*** Opening TEXT UNDER STUDY ***

The question for enterprises isn’t really “Cloud or no cloud?” anymore. Instead, enterprises today are feeling pressure from employees accustomed to having their work and personal lives virtualized and available with the flick of a finger. Gartner Research predicts that by 2016 the business process services market will have doubled in size to $145 billion as companies look for new efficiencies in the way they conduct business.

For service providers looking to capitalize on cloud services, the critical question is how to get there. Do you build a data center from the ground up? Do you rent a couple of racks as a way to get started? Do you take space with an outfit like Digital Realty? 

The inescapable fact is that the cloud, for all the ink spilled over it, can mean just about anything, and has as many interpretations of its use as it does customers looking to harness the efficiency of cloud computing. Service providers searching for the best means of delivering cloud services might want to begin with a good long look in the proverbial mirror.



“There are two potential extremes in terms of embracing the cloud,” says Ade McCormack, founder of Auridian Consulting. “Push everything out into the public cloud and manage this in-house, or push everything into the hands of one cloud provider. The former gives you a degree of control, though you will likely spend most of your time in procurement- and service-related discussions with a sinking feeling that only you care about the enterprise information architecture. The latter requires an extremely high level of trust, and unless managed carefully will lead to an ‘adequate at best’ and expensive service. But if you get this right, then your focus can be on proactive demand generation in the user community rather than reactive commercial and technical firefighting.”

*** Closing TEXT UNDER STUDY ***

Repeat the passage of the cloud services text between "The question for" and "like Digital Realty?", inclusive, word for word. Nothing in the lines that come next affects this work.

*** Opening ENTRIES SHOWN ***

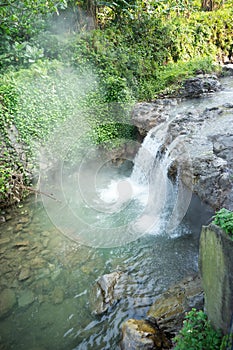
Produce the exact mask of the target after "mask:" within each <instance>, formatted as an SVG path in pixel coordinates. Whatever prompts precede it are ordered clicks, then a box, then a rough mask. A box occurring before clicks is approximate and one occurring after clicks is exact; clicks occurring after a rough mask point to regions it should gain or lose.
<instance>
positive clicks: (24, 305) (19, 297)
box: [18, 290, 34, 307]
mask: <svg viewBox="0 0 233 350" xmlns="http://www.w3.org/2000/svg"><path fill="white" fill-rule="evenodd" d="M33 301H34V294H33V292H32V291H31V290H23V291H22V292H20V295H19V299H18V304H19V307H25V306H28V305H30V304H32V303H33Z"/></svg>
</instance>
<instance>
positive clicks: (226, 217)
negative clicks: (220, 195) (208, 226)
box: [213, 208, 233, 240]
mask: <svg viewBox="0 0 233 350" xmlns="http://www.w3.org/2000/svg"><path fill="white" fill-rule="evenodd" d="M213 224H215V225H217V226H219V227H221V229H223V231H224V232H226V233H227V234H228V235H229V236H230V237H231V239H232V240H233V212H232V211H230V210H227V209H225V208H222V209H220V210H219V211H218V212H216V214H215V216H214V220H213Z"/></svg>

*** Closing ENTRIES SHOWN ***
*** Opening ENTRIES SHOWN ***

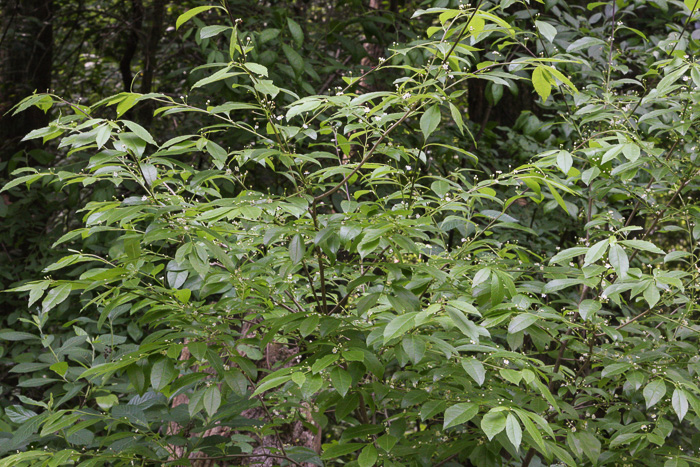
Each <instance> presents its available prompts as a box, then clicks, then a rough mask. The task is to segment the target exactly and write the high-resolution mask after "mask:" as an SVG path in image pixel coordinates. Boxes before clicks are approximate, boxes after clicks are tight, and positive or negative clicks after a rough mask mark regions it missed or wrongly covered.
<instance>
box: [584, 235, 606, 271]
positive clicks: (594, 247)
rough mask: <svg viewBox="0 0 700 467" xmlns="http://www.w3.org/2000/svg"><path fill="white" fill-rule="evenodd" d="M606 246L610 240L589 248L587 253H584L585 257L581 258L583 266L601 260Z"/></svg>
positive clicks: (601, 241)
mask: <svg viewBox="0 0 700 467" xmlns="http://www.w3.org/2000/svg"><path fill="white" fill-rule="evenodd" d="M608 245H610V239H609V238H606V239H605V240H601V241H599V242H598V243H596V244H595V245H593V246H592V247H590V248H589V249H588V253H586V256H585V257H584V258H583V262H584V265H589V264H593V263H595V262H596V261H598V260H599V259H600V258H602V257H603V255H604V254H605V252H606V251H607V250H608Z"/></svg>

*** Closing ENTRIES SHOWN ***
*** Opening ENTRIES SHOWN ***

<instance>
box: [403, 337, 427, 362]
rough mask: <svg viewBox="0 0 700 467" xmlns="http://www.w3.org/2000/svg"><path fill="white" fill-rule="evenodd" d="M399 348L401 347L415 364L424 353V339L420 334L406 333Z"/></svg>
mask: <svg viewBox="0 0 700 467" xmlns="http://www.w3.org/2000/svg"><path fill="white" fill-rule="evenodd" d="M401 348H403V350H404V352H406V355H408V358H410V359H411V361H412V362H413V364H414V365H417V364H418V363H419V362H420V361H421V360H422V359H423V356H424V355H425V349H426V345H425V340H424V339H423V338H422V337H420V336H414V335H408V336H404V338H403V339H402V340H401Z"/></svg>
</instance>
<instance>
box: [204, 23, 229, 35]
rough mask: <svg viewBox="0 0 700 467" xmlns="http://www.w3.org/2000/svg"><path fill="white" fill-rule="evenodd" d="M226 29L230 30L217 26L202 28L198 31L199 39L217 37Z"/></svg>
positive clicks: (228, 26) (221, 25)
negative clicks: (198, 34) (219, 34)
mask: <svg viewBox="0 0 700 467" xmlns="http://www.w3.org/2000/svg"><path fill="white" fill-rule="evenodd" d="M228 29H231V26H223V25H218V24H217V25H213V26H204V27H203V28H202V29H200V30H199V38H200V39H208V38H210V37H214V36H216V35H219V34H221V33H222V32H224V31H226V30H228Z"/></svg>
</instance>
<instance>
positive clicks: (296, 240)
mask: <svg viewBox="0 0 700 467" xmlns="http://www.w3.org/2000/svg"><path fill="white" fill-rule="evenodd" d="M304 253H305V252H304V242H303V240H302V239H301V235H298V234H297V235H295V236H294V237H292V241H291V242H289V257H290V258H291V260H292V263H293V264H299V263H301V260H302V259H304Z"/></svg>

*** Closing ENTRIES SHOWN ***

=== OUTPUT FOR THIS TASK ===
The question for enterprises isn’t really “Cloud or no cloud?” anymore. Instead, enterprises today are feeling pressure from employees accustomed to having their work and personal lives virtualized and available with the flick of a finger. Gartner Research predicts that by 2016 the business process services market will have doubled in size to $145 billion as companies look for new efficiencies in the way they conduct business.

For service providers looking to capitalize on cloud services, the critical question is how to get there. Do you build a data center from the ground up? Do you rent a couple of racks as a way to get started? Do you take space with an outfit like Digital Realty?